* _Task description_: A word-for-word copy of the entries is the only acceptable reply.

(Stored entries)
▼▼▼

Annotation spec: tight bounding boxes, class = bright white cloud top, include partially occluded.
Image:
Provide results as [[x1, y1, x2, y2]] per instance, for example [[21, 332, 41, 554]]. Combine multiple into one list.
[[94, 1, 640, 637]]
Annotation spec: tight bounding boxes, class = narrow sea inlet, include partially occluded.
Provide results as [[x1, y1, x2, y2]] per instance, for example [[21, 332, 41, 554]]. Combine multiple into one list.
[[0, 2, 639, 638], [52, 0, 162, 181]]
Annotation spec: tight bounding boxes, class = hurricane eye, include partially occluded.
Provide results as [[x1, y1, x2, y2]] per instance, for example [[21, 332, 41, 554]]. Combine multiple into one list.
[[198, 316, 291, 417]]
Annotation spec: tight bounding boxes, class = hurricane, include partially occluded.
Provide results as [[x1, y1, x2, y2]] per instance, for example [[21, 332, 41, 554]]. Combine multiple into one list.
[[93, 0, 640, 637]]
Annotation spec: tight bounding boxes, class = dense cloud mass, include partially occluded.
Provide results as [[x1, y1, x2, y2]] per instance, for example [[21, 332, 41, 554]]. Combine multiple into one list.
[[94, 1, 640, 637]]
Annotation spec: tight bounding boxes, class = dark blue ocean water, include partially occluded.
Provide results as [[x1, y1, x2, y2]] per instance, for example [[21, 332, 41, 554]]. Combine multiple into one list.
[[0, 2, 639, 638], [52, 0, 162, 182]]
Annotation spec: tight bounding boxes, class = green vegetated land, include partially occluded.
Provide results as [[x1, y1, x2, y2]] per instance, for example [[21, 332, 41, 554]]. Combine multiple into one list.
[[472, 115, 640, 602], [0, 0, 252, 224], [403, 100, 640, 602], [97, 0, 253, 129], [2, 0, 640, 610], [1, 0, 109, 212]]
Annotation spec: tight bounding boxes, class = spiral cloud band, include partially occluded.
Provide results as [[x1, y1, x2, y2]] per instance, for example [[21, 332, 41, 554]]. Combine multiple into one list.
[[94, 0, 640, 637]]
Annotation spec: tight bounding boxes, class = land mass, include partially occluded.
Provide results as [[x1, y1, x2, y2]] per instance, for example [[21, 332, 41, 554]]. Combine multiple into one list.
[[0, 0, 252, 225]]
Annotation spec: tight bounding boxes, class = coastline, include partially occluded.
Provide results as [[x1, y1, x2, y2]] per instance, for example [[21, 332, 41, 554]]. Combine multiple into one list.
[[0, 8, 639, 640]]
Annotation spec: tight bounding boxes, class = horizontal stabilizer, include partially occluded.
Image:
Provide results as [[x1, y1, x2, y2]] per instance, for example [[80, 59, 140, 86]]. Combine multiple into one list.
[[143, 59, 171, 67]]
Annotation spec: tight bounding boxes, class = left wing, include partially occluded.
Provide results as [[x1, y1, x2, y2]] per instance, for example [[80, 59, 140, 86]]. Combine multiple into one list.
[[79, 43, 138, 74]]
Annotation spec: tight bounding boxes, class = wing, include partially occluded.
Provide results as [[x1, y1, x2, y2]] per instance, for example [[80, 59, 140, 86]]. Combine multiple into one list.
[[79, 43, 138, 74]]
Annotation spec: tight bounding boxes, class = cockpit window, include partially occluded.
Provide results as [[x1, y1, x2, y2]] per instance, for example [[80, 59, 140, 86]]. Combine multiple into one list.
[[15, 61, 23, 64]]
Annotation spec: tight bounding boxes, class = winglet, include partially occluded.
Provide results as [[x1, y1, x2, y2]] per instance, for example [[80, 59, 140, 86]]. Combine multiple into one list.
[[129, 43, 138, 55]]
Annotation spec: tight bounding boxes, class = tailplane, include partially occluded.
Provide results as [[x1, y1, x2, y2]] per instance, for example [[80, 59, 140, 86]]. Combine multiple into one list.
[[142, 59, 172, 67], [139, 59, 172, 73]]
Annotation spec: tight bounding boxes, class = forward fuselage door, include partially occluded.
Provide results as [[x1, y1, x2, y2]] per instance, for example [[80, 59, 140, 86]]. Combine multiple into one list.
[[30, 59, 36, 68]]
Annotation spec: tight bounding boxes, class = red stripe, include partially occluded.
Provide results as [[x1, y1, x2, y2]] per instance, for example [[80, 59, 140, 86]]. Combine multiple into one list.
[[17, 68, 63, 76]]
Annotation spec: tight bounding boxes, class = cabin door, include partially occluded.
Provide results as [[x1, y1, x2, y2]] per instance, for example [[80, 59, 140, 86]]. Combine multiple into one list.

▲▲▲

* _Answer space_:
Annotation spec: tight bounding boxes, class = bright white cloud top, include partially occluded.
Image:
Provide results as [[x1, y1, x2, y2]] per instance, for example [[21, 332, 41, 554]]. Combine multiple into one list.
[[94, 1, 640, 637]]
Annotation spec: tight bounding boxes, class = narrow sea inlet, include partially occluded.
Provide results as [[x1, y1, x2, y2]] per instance, for example [[21, 332, 41, 554]]. Combine multiple into one list.
[[0, 2, 639, 638], [52, 0, 162, 181]]
Annotation spec: tight bounding boxes, class = hurricane eye, include partially occluded.
Provide results as [[x1, y1, x2, y2]] per instance, for example [[21, 332, 41, 554]]. Combine multiple into one list.
[[198, 316, 291, 417]]
Annotation spec: tight bounding boxes, class = hurricane, include partially occluded.
Provide results as [[x1, y1, x2, y2]] per instance, for example [[21, 332, 41, 554]]. Combine multiple into one list.
[[93, 0, 640, 637]]
Annotation spec: tight bounding boxes, class = dense cloud mass, include partially occluded.
Provide results as [[x1, y1, x2, y2]] per instance, for example [[21, 332, 41, 554]]. Combine multiple into one list.
[[94, 1, 640, 637]]
Annotation spec: tight bounding boxes, class = dark blue ocean water, include partially occluded.
Provide results as [[x1, y1, x2, y2]] per instance, for example [[21, 332, 41, 554]]. Combine multiple into one list.
[[0, 2, 639, 638], [52, 0, 162, 182]]
Annotation spec: tight bounding boxes, class = green vegetated land, include partially occluded.
Provide results as [[x1, y1, x2, y2]] per instance, for example [[21, 332, 41, 554]]. Combine multiple into one list.
[[472, 115, 640, 602], [0, 0, 252, 224], [403, 100, 640, 602], [97, 0, 253, 129], [2, 0, 640, 610], [1, 0, 109, 212]]
Annotation spec: tight bounding boxes, class = spiral cloud band, include partially occluded.
Provide results as [[x1, y1, x2, y2]] per instance, for example [[21, 332, 41, 554]]. Combine multiple into one list.
[[94, 0, 640, 637]]
Annotation spec: tight bounding boxes, class = land mass, include partially occluded.
Provide results as [[x1, y1, x2, y2]] per instance, for example [[21, 332, 41, 554]]. Combine multiple into one list.
[[0, 0, 252, 225]]
Annotation spec: tight bounding boxes, class = coastline, include partially occluded.
Provide results as [[x1, y1, x2, y2]] per instance, for example [[21, 332, 41, 554]]. Combine multiple into one list.
[[0, 8, 639, 640]]
Annotation spec: tight bounding boxes, class = horizontal stabilizer, include partially occluded.
Image:
Provide results as [[x1, y1, x2, y2]] per instance, for example [[80, 59, 140, 86]]. Combine multiple into one list.
[[143, 59, 171, 67]]
Annotation spec: tight bounding boxes, class = left wing, include partially occluded.
Provide results as [[x1, y1, x2, y2]] per instance, for example [[80, 59, 140, 86]]. Combine multiple into one list.
[[79, 43, 138, 74]]
Annotation spec: tight bounding boxes, class = wing, include partially occluded.
Provide results as [[x1, y1, x2, y2]] per instance, for example [[80, 59, 140, 86]]. Combine multiple into one list.
[[79, 43, 138, 74]]
Annotation spec: tight bounding boxes, class = cockpit window, include partially occluded.
Provide results as [[x1, y1, x2, y2]] per instance, for example [[80, 59, 140, 86]]. Combine multiple into one list.
[[15, 61, 23, 64]]
Annotation spec: tight bounding boxes, class = winglet, include partially occluded.
Provide results as [[x1, y1, x2, y2]] per instance, for example [[80, 59, 140, 86]]. Combine multiple into one list.
[[129, 43, 138, 55]]
Annotation spec: tight bounding boxes, class = tailplane, include partially occluded.
Provide results as [[x1, y1, x2, y2]] per instance, for example [[80, 59, 140, 86]]. Combine multiple into one list.
[[142, 59, 172, 67], [139, 59, 172, 73]]
Annotation spec: tight bounding boxes, class = forward fuselage door, include partially occluded.
Provide results as [[x1, y1, x2, y2]] per instance, for example [[80, 59, 140, 86]]. Combine multiple into one list.
[[30, 59, 36, 68]]
Annotation spec: tight bounding boxes, class = red stripe, include partially occluded.
Provide results as [[x1, y1, x2, y2]] per instance, for example [[80, 59, 140, 86]]. Combine multiple into one list.
[[17, 68, 63, 76]]
Annotation spec: tight bounding boxes, class = cabin door, include partially occluded.
Provide results as [[x1, y1, x2, y2]] per instance, for example [[80, 59, 140, 86]]. Combine multiple into one list.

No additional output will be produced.